En Castelló, por ejemplo, el turismo se enamora con los placeres de la vida. Unas playas excelentes, sin barreras arquitectónicas, una gastronomía que transcurre del mar a la mesa, un paradisiaco Grau de Castelló, ese espacio urbano habitado todo el año que guarda celosamente su carácter marinero. Turismo de proximidad y de excelencia, un maridaje de experiencia y responsabilidad, un camino recorrido poco a poco, sin perder la esencia del destino. Perdurar en el tiempo, a pesar de las dificultades, prolongar la temporada turística, más formación y profesionalización, mejores condiciones laborales, un sector que crezca con las nuevas tecnologías, que entienda la definición del turismo deseado, comprometido con el respeto con el medio ambiente. Así debería ser la meta y el destino de esta tierra.
"Aquí, además, no somos el Levante Feliz, nunca lo hemos sido. Ni siquiera cuando aquel ministro franquista, Manuel Fraga, vendiera alegremente aquello del “turista 1 millón”.

Tareas por realizar
(a) Según el fragmento sobre el turismo en Castelló, ¿por qué el turismo se enamora allí de los placeres de la vida? Responde en una a tres oraciones.
(b) Extrae del fragmento sobre el turismo en Castelló el texto desde "En Castelló, por" hasta "de esta tierra.", ambos incluidos.

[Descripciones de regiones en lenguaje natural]
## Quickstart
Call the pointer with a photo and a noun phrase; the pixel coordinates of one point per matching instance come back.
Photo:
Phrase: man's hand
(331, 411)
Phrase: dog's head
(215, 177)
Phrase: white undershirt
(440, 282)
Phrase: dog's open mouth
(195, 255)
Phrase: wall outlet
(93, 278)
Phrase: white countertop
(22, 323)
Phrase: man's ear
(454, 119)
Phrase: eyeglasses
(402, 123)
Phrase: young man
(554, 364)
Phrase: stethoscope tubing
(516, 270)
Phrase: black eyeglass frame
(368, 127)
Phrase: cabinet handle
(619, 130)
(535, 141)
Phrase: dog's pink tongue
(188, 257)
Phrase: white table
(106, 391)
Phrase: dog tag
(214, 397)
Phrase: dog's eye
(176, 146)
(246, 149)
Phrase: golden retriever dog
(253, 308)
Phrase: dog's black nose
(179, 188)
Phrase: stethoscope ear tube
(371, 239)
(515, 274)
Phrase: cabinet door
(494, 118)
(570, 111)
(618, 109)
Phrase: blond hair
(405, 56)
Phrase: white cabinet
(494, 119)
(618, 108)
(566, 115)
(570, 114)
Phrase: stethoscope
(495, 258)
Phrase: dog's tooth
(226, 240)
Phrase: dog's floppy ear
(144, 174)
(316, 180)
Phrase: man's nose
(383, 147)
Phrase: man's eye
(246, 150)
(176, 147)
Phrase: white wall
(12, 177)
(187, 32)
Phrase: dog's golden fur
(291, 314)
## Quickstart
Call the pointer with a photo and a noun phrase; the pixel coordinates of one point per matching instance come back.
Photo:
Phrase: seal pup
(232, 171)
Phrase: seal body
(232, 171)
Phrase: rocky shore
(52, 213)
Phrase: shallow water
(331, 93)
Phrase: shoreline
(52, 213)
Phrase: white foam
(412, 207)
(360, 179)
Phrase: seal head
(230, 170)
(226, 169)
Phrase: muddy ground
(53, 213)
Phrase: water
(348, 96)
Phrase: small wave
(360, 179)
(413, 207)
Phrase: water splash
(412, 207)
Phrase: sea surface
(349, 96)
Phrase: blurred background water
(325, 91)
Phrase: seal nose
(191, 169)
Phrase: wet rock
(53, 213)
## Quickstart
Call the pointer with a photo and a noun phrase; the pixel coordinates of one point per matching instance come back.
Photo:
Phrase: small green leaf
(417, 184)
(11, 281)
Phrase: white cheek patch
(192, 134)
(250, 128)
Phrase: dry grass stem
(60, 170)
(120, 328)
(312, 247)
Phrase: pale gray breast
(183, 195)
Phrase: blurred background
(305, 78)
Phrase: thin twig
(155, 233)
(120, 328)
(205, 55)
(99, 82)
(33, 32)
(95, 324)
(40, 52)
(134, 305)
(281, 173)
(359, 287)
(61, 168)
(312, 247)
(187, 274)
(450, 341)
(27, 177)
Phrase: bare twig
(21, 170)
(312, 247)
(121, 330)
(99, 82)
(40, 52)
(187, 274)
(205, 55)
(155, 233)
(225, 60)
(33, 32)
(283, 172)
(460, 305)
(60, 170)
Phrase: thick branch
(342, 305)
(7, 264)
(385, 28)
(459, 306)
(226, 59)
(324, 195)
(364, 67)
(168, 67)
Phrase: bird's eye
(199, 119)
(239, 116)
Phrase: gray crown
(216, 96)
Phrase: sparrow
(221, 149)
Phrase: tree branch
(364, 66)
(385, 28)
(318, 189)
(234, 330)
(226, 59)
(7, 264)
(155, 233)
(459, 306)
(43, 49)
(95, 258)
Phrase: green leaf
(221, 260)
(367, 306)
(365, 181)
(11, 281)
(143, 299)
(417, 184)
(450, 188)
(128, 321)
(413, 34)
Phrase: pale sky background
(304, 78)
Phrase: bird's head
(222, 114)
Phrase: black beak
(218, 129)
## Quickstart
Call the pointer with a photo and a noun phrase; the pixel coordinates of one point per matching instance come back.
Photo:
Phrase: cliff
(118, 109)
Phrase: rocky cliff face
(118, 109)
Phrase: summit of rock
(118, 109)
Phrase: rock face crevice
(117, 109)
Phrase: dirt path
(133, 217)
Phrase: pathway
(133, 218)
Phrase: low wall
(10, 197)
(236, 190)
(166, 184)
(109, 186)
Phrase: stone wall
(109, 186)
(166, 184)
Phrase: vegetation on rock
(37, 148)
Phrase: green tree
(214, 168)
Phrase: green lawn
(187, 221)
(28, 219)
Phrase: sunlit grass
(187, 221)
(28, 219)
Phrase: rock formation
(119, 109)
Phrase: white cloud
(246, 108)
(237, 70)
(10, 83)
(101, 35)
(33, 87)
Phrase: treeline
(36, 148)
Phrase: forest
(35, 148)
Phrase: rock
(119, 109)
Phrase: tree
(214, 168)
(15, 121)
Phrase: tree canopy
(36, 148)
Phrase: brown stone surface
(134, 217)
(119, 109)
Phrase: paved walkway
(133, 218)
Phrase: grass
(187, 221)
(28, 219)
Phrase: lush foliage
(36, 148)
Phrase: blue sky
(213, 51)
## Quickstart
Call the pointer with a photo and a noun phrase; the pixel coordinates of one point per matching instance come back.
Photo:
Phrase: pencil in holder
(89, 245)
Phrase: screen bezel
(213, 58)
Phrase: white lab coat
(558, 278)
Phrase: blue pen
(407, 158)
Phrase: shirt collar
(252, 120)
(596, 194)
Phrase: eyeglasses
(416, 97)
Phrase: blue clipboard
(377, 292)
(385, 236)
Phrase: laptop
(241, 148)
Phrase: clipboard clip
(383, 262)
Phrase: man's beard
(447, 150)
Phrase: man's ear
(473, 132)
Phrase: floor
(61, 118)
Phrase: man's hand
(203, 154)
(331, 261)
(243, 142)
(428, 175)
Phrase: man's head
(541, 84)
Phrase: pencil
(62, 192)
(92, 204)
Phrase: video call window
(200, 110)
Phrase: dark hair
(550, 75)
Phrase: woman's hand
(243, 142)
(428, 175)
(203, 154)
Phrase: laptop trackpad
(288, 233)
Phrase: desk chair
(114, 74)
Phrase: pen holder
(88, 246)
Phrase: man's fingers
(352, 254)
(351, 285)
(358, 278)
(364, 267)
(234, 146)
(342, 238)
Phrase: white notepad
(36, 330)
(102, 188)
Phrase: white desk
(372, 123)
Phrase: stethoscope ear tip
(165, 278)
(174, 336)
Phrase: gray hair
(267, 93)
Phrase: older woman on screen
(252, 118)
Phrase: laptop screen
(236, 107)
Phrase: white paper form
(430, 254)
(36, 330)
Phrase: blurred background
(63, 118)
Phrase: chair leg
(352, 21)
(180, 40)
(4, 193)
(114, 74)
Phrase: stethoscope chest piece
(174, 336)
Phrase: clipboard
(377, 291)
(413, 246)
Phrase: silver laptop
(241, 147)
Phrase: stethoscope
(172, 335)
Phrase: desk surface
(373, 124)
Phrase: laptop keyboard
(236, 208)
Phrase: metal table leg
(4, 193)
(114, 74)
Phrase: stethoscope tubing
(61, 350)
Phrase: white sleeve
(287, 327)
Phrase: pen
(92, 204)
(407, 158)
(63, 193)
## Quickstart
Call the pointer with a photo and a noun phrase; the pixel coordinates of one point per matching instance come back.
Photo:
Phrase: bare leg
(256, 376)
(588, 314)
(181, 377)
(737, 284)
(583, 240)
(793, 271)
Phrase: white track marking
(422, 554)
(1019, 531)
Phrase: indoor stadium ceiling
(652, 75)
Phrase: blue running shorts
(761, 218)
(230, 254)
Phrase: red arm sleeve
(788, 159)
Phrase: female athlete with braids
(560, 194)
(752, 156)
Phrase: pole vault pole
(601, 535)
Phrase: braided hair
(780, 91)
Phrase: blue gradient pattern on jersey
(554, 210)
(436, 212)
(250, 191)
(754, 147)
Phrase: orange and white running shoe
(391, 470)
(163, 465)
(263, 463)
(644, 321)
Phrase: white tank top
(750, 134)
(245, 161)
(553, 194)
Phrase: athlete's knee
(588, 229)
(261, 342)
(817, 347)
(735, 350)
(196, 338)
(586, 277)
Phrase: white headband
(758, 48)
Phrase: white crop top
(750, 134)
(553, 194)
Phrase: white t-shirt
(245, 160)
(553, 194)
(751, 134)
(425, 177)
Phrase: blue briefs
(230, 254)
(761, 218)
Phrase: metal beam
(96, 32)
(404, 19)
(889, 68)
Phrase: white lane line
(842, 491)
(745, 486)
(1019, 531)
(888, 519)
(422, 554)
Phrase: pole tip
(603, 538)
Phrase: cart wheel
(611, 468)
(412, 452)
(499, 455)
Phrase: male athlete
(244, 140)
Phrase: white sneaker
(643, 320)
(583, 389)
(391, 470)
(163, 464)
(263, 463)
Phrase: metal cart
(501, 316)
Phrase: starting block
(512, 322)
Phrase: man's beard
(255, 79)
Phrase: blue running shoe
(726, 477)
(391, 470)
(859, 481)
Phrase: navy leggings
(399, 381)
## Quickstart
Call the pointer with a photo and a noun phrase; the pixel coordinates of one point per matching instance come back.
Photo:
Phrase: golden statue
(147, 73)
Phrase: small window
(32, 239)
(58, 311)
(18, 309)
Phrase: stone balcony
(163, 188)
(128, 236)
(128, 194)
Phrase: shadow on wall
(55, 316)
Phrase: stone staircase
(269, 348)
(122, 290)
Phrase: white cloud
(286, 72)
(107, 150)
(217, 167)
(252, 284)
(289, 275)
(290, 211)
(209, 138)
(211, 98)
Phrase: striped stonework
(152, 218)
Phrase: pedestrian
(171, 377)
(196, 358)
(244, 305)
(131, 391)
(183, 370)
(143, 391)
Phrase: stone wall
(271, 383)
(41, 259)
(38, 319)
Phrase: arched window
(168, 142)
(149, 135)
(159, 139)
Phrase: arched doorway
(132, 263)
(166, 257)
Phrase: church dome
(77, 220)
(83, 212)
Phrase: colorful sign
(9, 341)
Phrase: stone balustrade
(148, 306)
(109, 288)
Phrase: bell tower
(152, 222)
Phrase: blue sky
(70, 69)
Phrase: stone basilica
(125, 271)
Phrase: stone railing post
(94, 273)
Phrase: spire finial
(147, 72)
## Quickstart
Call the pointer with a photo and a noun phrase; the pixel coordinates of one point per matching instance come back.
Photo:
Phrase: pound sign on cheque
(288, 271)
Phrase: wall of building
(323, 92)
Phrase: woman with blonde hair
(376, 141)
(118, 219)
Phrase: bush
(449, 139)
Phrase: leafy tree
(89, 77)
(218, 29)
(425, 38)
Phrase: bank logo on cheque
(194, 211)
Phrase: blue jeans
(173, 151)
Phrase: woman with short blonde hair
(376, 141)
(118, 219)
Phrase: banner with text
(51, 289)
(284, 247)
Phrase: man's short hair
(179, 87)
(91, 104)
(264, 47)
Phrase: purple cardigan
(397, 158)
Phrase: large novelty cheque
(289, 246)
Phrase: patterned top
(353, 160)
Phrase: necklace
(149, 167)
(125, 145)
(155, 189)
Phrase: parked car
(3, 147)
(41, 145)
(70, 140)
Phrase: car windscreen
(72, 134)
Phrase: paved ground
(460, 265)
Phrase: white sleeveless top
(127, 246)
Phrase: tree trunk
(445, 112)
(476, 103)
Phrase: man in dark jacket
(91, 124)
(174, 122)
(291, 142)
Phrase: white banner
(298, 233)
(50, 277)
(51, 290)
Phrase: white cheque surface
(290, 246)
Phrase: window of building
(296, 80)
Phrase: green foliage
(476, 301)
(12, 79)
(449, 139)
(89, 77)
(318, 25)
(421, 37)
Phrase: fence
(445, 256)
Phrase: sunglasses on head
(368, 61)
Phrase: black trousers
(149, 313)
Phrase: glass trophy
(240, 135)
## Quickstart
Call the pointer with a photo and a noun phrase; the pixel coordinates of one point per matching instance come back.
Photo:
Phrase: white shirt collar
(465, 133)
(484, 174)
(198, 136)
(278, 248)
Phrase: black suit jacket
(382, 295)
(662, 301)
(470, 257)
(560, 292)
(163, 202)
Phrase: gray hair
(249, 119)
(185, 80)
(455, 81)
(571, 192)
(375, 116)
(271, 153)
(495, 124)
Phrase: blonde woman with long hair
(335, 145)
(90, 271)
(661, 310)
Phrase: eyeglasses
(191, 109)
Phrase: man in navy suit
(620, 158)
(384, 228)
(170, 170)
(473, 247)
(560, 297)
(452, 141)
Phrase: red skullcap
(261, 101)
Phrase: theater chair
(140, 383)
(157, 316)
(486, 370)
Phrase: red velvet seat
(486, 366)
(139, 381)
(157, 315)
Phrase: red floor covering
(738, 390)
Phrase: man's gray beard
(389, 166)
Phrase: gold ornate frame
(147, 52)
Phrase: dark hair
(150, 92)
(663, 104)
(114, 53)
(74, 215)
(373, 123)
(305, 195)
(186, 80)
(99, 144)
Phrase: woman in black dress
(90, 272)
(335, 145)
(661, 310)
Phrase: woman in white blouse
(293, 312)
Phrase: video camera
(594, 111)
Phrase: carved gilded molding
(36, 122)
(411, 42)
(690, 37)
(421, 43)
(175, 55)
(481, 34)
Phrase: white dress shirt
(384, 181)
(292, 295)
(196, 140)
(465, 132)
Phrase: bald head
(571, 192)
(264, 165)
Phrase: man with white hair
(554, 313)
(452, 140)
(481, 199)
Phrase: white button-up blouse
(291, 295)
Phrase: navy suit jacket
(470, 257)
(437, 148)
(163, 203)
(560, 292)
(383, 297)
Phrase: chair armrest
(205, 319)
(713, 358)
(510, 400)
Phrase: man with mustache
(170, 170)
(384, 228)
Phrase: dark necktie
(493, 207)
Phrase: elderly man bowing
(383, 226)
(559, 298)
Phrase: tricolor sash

Resultados
(a) Porque Castelló ofrece unas playas excelentes y sin barreras arquitectónicas, y una gastronomía que va del mar a la mesa. Cuenta además con el Grau de Castelló, un espacio urbano habitado todo el año que guarda celosamente su carácter marinero.

(b)
En Castelló, por ejemplo, el turismo se enamora con los placeres de la vida. Unas playas excelentes, sin barreras arquitectónicas, una gastronomía que transcurre del mar a la mesa, un paradisiaco Grau de Castelló, ese espacio urbano habitado todo el año que guarda celosamente su carácter marinero. Turismo de proximidad y de excelencia, un maridaje de experiencia y responsabilidad, un camino recorrido poco a poco, sin perder la esencia del destino. Perdurar en el tiempo, a pesar de las dificultades, prolongar la temporada turística, más formación y profesionalización, mejores condiciones laborales, un sector que crezca con las nuevas tecnologías, que entienda la definición del turismo deseado, comprometido con el respeto con el medio ambiente. Así debería ser la meta y el destino de esta tierra.